_Exercise task 1_
Count the lines in the records that contain the string "forehead", treating case as significant. Give only the number.

_Excerpt provided_
* * *

Duplicate packets

Carter Bullard carter at qosient.com
Thu Oct 10 10:26:08 EDT 2013


I forgot to mention again, that I need packet captures to help
develop good solution.  So if you have packet dumps of the
situation you want argus to detect, could you send some this
way ?????

Carter




On Oct 10, 2013, at 8:31 AM, Carter Bullard <carter at qosient.com> wrote:

> Hey /Elof,
> Well, don't give up so quickly ...  To sum up my side of this thread, in my original response I said the Telstra guy(s) were also interested in a solution to this issue, and I said I would work on it in the next round.

* * *

_Exercise task 2_
Answer these questions about the message on duplicate packets:
(a) What does Carter say he needs to help develop a good solution?
(b) Who does the quoted earlier message say was also interested in a solution to this issue?
(c) What time and date appear at the top of the message?

* * *

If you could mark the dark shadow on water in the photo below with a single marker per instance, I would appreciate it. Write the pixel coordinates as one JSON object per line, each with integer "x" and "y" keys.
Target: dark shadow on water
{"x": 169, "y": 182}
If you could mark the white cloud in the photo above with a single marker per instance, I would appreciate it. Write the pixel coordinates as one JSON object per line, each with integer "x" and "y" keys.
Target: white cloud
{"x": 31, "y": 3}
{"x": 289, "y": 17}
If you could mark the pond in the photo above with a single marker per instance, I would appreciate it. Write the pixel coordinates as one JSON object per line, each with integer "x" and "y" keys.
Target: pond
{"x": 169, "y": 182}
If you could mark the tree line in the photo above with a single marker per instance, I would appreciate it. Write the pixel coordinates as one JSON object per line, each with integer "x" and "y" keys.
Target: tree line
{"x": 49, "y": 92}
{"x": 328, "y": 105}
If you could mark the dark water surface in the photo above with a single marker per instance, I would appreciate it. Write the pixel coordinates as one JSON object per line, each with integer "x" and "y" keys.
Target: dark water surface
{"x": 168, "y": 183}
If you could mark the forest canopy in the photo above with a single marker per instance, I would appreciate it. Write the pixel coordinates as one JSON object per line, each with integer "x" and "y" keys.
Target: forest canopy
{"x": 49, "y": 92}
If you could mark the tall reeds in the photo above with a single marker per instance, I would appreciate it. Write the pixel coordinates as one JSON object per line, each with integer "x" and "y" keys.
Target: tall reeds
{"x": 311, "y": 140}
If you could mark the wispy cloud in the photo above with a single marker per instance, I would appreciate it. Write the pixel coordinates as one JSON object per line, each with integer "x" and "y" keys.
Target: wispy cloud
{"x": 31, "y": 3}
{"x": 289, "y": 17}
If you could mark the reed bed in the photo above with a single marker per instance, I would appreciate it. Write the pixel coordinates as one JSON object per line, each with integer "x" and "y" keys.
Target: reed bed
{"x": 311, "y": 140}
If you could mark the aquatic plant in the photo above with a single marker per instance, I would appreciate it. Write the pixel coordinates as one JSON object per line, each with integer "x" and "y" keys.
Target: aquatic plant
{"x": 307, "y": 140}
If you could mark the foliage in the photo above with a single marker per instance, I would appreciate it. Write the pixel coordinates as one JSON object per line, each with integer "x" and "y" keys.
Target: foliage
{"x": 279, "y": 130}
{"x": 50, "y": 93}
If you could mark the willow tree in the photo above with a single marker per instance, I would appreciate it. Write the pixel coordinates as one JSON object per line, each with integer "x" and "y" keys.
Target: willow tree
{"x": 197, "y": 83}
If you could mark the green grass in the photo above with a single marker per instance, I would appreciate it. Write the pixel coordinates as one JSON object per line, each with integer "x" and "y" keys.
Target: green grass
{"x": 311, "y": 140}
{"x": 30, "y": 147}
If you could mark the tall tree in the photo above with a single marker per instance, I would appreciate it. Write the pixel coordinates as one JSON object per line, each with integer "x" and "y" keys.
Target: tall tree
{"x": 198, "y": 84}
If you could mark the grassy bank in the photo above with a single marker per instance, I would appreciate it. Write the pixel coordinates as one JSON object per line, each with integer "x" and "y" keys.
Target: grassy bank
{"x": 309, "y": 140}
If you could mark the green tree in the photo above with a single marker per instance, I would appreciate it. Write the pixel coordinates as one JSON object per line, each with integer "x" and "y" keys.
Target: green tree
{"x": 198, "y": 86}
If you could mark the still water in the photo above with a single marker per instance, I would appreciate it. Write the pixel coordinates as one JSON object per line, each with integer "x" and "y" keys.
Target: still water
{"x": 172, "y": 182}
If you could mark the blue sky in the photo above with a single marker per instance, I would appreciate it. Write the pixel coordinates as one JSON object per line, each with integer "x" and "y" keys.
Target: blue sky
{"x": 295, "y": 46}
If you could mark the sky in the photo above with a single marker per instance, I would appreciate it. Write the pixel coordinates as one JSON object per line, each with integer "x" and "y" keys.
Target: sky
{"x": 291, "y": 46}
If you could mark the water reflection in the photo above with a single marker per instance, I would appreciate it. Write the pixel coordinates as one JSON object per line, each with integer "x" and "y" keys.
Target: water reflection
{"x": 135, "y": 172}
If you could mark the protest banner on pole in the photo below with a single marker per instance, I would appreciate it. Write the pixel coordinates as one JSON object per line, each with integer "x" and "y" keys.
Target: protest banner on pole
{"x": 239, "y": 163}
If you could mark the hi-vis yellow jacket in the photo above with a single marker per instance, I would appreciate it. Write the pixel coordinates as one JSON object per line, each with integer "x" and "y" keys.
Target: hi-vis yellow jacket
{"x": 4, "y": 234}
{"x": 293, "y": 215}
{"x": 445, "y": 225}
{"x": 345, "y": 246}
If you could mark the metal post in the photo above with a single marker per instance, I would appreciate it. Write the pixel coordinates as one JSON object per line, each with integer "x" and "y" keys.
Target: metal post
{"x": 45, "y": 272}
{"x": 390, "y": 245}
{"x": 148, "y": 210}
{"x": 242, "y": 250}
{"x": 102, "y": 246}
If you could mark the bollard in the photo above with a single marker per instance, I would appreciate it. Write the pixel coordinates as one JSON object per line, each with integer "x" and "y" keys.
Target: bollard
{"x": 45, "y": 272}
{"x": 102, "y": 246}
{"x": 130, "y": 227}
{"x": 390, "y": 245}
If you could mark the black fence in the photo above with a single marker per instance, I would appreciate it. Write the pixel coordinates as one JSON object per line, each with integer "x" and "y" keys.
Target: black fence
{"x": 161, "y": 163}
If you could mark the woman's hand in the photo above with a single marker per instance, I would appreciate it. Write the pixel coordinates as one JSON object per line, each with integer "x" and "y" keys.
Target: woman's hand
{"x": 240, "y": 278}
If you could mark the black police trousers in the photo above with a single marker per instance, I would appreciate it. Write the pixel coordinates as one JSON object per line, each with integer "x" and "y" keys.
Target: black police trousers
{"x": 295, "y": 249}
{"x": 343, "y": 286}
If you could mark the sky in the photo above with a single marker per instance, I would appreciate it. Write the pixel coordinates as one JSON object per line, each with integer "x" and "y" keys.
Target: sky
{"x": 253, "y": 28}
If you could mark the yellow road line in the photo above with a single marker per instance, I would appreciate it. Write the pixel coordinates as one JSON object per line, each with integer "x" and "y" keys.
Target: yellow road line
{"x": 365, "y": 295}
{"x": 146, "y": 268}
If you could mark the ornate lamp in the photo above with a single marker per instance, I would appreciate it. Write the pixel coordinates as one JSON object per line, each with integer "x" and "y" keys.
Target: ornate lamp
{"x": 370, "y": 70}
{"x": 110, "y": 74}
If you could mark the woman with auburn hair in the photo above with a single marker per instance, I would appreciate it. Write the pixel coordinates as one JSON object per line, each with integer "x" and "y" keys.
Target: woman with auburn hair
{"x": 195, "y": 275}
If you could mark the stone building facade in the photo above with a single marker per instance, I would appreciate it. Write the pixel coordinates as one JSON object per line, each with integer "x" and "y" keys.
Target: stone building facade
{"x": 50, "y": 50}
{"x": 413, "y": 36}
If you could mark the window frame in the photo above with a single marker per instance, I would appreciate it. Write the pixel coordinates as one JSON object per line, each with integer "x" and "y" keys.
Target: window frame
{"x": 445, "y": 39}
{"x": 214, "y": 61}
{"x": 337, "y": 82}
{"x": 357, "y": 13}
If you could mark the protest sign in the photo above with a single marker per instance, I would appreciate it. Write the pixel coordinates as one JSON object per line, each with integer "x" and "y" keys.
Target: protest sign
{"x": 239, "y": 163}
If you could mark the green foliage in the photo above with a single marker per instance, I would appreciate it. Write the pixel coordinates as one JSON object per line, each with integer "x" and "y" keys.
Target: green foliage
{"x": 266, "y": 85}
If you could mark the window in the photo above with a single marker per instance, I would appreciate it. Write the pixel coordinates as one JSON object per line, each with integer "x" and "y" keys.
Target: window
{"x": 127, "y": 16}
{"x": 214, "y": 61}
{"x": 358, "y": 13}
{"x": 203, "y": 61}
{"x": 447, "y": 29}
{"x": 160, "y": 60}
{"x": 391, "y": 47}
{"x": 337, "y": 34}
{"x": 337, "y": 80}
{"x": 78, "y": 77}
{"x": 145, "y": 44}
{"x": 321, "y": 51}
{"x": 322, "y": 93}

* * *

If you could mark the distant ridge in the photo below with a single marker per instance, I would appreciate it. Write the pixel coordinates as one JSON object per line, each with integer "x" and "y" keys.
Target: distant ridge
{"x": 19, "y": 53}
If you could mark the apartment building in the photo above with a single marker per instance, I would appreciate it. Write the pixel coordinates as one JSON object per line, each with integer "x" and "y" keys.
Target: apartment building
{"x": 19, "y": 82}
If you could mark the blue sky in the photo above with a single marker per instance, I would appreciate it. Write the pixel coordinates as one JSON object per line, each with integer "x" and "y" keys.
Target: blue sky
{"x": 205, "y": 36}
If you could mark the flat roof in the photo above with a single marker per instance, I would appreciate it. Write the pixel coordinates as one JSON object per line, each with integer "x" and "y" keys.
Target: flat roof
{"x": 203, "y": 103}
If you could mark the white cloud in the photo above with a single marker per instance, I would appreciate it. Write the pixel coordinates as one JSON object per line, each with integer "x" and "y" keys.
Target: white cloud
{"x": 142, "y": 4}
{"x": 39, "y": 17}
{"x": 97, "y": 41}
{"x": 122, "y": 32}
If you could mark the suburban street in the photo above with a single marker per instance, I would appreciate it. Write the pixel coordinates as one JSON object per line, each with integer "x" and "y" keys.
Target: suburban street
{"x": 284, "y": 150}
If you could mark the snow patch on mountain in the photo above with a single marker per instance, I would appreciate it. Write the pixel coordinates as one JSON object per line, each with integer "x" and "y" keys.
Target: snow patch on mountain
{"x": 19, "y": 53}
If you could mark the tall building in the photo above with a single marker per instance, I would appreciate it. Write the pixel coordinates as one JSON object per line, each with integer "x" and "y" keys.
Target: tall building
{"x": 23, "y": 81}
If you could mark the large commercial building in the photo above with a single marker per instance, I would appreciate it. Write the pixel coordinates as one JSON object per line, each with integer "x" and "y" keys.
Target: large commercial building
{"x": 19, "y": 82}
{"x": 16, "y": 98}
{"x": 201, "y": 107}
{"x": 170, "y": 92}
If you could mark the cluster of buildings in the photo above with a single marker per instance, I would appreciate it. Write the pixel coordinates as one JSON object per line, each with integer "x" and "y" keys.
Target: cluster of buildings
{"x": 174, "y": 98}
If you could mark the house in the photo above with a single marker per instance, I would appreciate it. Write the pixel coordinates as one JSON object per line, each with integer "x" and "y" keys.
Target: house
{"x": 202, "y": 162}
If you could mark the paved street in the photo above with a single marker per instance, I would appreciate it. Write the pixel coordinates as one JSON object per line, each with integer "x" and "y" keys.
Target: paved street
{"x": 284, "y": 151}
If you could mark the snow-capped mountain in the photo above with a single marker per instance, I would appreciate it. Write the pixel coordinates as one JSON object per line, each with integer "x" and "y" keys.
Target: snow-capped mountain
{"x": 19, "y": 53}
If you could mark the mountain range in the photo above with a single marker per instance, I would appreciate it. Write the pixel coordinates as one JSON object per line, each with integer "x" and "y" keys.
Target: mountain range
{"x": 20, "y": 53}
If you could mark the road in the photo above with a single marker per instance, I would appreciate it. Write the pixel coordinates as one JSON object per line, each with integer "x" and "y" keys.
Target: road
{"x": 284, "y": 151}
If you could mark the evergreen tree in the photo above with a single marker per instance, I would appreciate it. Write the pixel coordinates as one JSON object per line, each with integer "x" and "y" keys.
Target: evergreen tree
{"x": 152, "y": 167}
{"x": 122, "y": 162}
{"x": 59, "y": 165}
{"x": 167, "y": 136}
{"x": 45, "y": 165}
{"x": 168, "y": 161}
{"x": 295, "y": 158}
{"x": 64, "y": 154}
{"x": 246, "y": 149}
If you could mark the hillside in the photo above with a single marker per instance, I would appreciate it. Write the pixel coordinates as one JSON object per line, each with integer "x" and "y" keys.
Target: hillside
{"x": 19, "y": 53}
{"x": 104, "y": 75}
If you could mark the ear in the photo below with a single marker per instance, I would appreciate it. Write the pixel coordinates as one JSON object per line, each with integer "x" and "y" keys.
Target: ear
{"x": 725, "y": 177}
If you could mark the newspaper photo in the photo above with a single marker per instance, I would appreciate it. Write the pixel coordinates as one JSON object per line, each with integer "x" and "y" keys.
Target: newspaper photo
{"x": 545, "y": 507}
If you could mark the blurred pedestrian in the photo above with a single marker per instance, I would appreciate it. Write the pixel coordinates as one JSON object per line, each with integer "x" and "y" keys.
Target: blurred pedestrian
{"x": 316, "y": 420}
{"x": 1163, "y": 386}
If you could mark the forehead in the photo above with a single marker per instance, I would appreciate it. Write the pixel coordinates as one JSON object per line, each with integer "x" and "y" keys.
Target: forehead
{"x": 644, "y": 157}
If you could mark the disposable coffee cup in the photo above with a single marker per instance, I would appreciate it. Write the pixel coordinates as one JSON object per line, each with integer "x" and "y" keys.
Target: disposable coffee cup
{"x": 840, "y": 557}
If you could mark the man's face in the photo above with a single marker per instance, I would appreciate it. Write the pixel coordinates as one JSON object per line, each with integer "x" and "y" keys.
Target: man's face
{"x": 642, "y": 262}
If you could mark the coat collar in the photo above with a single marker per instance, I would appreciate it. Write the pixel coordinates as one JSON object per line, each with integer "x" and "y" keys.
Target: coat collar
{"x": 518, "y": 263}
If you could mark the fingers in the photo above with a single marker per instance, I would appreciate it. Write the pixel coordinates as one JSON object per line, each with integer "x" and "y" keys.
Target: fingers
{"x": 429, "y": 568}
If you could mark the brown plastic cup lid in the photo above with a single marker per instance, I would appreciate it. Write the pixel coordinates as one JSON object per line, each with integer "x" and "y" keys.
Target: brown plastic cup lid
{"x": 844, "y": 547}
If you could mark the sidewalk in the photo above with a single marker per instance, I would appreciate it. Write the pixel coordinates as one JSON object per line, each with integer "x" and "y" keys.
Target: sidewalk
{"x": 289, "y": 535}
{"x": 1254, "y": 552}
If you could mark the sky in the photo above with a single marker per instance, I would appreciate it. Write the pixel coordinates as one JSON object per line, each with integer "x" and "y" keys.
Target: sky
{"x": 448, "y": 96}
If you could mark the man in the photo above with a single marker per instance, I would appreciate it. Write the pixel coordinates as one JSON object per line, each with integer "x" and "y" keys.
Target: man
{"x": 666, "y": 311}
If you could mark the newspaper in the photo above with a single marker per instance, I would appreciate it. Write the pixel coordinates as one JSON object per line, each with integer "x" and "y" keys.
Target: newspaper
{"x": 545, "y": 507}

* * *

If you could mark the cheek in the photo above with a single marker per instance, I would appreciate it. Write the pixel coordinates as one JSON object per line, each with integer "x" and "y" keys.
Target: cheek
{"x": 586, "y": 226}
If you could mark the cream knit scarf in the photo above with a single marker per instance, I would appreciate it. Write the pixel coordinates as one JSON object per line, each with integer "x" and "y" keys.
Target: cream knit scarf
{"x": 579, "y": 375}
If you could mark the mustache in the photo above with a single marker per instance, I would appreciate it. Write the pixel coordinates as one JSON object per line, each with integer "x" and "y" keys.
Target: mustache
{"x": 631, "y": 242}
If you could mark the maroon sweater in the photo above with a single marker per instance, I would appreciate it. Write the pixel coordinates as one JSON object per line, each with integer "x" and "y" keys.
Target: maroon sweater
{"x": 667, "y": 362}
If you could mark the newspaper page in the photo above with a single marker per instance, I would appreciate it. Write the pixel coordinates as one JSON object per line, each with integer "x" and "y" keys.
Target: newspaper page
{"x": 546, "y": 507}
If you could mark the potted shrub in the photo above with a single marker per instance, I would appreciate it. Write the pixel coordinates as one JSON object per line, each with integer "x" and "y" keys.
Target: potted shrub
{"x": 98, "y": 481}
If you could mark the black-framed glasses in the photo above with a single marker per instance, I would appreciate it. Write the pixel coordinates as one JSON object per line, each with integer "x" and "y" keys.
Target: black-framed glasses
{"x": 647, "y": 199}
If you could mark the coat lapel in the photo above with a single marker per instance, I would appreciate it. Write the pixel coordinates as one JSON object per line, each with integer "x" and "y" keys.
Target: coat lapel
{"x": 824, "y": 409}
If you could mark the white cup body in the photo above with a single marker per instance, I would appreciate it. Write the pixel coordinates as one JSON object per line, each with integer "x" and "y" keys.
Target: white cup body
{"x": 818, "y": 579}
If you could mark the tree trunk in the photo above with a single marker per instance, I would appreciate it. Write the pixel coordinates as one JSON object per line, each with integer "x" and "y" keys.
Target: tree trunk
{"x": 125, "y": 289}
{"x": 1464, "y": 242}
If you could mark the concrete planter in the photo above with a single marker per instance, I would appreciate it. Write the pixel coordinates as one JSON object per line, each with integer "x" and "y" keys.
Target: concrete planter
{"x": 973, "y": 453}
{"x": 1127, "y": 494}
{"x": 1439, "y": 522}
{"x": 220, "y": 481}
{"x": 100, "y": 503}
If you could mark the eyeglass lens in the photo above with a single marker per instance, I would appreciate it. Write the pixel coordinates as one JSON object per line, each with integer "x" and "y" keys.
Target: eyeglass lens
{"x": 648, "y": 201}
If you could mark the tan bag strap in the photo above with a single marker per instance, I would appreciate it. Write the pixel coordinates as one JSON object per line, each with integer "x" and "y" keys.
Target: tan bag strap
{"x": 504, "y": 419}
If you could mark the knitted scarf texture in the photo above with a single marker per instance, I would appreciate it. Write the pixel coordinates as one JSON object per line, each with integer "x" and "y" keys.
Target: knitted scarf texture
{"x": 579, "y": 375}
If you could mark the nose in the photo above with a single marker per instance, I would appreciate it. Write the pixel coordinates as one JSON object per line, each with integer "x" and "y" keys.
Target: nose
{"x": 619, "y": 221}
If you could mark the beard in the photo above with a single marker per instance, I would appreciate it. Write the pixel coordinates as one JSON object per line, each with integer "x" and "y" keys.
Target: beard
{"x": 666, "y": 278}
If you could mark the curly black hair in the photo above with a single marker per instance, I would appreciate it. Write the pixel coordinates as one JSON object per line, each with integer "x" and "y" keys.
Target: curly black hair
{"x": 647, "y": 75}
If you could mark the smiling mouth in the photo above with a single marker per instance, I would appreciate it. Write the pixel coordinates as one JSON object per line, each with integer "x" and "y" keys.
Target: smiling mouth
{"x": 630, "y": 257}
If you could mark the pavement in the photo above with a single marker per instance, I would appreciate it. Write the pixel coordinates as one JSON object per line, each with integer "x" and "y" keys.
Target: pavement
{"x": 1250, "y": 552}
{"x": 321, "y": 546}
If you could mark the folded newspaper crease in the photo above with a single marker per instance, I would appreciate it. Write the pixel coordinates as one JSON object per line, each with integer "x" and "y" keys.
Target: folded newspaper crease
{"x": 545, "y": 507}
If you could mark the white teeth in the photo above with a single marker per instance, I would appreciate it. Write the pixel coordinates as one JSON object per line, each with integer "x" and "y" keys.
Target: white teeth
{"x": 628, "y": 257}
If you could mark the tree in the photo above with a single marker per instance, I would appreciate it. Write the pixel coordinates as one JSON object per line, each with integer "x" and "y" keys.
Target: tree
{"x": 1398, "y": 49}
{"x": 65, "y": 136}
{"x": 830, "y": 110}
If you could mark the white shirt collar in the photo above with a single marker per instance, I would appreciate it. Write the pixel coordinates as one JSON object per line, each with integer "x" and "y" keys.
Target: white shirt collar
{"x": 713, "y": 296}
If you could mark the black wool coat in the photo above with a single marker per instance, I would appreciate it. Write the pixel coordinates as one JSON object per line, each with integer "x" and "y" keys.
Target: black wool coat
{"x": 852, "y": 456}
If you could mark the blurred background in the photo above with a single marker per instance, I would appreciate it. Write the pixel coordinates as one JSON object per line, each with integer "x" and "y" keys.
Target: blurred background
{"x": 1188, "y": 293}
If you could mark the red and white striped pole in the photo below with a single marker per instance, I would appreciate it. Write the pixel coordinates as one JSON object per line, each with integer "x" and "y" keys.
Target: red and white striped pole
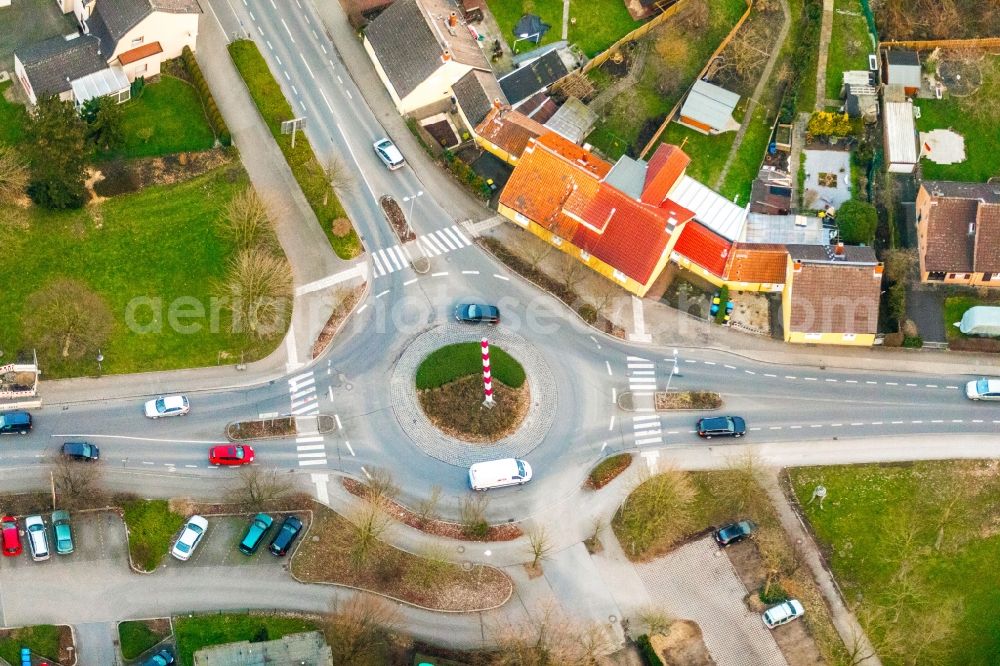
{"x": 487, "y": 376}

* * *

_Problem solution 1_
2

_Problem solution 2_
(a) Packet captures.
(b) The Telstra guy(s).
(c) 10:26:08 EDT on Thu Oct 10, 2013.